Start

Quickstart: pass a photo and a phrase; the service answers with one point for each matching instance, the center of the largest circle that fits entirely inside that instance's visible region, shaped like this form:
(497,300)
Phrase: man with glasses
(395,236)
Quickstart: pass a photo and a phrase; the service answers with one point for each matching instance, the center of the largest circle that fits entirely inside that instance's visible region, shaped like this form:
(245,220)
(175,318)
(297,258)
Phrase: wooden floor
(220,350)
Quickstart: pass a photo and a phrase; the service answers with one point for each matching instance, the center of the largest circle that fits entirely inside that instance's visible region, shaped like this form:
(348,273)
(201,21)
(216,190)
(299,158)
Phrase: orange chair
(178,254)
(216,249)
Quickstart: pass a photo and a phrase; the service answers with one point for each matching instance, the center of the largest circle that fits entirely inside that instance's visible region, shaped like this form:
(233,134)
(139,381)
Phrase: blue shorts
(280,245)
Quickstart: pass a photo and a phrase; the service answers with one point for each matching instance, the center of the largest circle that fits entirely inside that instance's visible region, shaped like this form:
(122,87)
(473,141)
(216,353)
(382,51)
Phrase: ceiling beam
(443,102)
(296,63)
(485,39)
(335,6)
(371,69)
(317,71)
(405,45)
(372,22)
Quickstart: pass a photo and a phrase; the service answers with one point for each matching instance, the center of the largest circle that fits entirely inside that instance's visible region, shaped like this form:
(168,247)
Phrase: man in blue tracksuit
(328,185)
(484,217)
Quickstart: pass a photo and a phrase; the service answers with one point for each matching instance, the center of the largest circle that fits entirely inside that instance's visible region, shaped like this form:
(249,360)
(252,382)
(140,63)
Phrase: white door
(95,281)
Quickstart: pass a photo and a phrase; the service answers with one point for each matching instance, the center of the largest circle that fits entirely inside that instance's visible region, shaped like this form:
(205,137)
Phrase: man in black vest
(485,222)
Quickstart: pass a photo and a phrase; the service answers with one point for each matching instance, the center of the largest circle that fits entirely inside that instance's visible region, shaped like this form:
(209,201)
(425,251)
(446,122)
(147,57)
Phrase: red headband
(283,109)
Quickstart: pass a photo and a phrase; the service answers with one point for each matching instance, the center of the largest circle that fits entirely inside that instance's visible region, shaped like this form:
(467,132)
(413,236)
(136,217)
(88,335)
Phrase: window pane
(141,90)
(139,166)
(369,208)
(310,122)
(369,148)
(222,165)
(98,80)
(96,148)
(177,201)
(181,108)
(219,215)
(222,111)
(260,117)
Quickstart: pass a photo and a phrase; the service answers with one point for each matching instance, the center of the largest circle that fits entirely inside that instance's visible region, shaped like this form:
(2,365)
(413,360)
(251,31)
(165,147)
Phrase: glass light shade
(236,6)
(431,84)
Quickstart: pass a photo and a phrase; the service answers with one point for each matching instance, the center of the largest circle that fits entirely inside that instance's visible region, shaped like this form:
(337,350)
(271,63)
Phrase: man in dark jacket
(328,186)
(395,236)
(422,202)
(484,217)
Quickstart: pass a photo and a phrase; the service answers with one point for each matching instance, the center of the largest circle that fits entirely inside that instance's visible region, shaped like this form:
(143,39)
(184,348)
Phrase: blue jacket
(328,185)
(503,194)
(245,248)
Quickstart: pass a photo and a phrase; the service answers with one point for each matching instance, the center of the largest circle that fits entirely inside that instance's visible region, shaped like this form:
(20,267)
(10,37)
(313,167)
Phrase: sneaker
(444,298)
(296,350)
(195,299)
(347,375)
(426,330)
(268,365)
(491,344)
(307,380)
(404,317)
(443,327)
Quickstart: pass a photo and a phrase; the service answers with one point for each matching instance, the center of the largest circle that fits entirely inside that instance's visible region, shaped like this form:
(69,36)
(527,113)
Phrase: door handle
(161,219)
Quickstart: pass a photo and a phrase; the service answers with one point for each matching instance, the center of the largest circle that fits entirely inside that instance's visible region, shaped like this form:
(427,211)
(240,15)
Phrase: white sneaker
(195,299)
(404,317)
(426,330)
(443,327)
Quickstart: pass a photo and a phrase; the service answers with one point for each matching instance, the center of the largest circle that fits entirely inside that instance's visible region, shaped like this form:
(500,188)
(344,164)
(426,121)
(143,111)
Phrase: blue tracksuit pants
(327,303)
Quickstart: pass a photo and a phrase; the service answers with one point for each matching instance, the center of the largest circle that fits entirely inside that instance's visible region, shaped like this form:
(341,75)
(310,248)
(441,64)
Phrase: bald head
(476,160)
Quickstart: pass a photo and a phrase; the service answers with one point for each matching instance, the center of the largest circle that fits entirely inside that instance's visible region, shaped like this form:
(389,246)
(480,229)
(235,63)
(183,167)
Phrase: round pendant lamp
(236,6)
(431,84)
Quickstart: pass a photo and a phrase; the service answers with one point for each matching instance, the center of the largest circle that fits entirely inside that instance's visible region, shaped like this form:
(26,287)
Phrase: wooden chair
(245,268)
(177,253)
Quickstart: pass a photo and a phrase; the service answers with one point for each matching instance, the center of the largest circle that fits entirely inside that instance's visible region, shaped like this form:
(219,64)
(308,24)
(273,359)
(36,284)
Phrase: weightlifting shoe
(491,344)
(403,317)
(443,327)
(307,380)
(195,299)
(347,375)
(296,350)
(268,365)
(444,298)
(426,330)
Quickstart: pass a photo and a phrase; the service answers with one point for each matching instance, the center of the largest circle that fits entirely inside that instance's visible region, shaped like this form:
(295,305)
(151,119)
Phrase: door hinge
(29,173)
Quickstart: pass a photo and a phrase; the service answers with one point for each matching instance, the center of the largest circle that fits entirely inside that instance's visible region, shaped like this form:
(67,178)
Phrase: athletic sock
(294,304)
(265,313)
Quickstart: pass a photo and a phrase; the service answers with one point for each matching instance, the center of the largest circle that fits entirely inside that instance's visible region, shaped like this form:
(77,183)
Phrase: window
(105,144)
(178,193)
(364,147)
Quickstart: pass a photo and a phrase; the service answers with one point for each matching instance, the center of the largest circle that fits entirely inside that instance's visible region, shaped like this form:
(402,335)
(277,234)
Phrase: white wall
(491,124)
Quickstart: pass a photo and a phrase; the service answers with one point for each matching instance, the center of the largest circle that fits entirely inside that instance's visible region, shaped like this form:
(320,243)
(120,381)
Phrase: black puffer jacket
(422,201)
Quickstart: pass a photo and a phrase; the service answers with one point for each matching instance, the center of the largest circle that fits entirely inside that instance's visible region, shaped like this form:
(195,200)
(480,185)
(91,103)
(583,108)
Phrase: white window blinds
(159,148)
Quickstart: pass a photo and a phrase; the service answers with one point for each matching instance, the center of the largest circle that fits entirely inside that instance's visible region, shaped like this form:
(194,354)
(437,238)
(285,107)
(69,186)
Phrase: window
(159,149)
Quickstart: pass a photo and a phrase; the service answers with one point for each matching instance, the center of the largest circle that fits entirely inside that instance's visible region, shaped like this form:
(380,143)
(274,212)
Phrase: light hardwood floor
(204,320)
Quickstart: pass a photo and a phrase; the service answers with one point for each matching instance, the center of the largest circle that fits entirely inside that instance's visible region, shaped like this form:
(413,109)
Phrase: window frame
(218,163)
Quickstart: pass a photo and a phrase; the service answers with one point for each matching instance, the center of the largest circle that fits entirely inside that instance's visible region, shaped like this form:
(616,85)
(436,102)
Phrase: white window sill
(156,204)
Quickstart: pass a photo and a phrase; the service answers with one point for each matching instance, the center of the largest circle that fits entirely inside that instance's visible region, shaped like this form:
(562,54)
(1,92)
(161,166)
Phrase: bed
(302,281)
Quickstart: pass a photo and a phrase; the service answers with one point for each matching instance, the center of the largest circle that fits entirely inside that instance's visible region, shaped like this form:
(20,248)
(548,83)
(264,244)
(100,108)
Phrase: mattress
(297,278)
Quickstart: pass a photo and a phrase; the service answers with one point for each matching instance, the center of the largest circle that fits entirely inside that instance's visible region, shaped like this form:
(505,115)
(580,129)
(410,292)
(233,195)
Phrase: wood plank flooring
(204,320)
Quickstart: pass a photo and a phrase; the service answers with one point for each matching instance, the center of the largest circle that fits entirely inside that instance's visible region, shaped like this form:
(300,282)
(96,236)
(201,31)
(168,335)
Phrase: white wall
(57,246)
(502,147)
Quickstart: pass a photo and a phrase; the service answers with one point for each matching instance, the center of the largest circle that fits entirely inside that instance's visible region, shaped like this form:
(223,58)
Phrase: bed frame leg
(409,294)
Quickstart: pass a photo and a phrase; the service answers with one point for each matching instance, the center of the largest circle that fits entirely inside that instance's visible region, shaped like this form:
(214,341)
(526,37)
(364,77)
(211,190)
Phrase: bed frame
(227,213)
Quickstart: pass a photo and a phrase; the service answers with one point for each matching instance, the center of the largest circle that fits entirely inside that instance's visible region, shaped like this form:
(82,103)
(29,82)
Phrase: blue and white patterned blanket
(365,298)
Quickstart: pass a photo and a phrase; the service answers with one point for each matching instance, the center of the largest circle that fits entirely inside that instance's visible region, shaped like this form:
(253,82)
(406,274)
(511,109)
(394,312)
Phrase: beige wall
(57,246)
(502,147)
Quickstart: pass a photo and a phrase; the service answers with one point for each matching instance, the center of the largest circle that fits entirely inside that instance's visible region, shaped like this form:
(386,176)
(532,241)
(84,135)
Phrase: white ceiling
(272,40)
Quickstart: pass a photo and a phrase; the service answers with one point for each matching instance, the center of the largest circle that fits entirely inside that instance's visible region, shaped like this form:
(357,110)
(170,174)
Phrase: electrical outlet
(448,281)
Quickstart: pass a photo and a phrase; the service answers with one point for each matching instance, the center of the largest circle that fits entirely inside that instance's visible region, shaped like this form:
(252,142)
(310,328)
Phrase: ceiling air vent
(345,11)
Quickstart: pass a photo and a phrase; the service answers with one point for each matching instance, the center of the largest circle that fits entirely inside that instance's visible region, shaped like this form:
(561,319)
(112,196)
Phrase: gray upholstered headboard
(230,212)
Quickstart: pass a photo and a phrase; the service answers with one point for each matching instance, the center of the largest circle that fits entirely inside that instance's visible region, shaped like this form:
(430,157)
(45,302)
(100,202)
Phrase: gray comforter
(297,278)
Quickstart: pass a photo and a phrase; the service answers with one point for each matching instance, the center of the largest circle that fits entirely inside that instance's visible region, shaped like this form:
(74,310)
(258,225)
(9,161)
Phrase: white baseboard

End

WHAT TO WORK ON -
Pull out every line of the rows above that contains the word "wooden". Case counts.

TASK RESULT -
Phrase: wooden floor
Phrase: wooden chair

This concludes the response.